El mar, modo de uso
Las ficciones se meten en la vida de los
lectores, hacen vivir, sentir, pensar a partir de lo que ocurre dentro de los
libros. Como piedras y caracoles encontrados en las caminatas por la orilla de
la playa, cada contratapa es, en el relato, un hallazgo único y
coleccionable. Libro
de arena comparte un fragmento de “El
mar, modo de uso” de Juan Forn.
Otra vez bajé a leer a la playa. Me
faltaban menos de treinta páginas para terminar el libro cuando empezó a
levantarse tanto viento que era para irse. Pero yo quería terminarlo como
fuera, así que me guarecí contra los pilotes de la casilla del guardavidas, con
la espalda contra la tormenta de arena, el libro apoyado contra las rodillas, y
apretando fuerte las páginas con cada mano para que no flamearan. Así estaba
cuando el guardavidas se asomó desde arriba por el ventanuco trasero de la
casilla y me dijo “eh, escritor, ¿qué leés? Una biografía, le dije. “¿De quién?
De un escritor, le contesté. El tipo se quedó mirándome con la cabeza asomada
por el ventanuco y después dijo:“ La biografía de un escritor vendría a ser
como la historia de una silla ¿no?”
El mar tiene esas cosas. La capacidad de
generar las expresiones más cursis y las más inspiradas. Todo depende de la
entonación, de la sintonía que uno haga con él. Hay quien dice que demasiada
sintonía con el mar te lima. A mí me limpia, me destapa todas las cañerías, me
impone perspectiva aunque me resista, me termina acomodando siempre, si me dejo
atravesar, y es casi imposible no dejarse atravesar. Cuando viene el invierno,
cuando el viento impide bajar a la orilla y hay que curtirlo de más lejos, es
como si el mar se pusiera más bravío para acortar la distancia, para que lo
sintamos igual. Yo bajo cada día que puedo a caminar por la orilla del mar, o
al menos a verlo, cuando el viento impide bajar del médano. Cada contratapa que
hice estos siete años la entendí caminando por la playa o sentado en el médano
mirando el mar. Por dónde empezar, adónde llegar, cuál es la verdadera historia
que estoy contando, de qué habla en el fondo, qué tengo yo, y ustedes, que ver
con ella, qué dice de nosotros.
______________________________
> CONSIGNA:
Continúa el texto sobre el mar a partir de su última frase.

> MATERIAL ENTREGADO:
______________________________
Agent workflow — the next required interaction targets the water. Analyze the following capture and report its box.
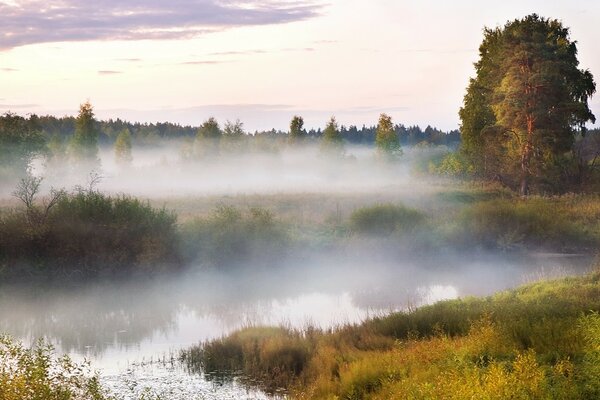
______________________________
> RESULTADO DEL EJERCICIO:
Cuando me vine a vivir al lado del mar,
tuve por primera vez en muchos años tiempo de sobra, y al principio me dio un horror vacui tremendo. En términos
laborales era un jubilado. Mis obligaciones se reducían a mirar los estantes de
mi biblioteca. Tres de cada cinco libros de esa biblioteca los tenía sin leer
aun cuando llegué a Gesell. El vicio de todo lector voraz: comprar libros para
tenerlos, para leerlos algún día. Bueno, el día había llegado.
Uno de los pocos déficits que tiene el
hábito de leer es que, cuando uno termina un libro que le gusta, todo lo que
siente adentro queda ahí, y se va disolviendo antes de encontrar alguien con
quien compartirlo. Ese es más o menos el espíritu con que he encarado las
contratapas todos estos años: tratando de que el envión de la lectura se
unifique todo lo posible con el acto de la escritura. Leer, caminar, escribir
en una misma frecuencia, semana tras semana. Pensar en formato viernes, en
lugar de pensar en formato libro: salirme de esa lógica que se había convertido
en un karma (“¿Estás escribiendo?” “¿Para cuándo el nuevo libro?”).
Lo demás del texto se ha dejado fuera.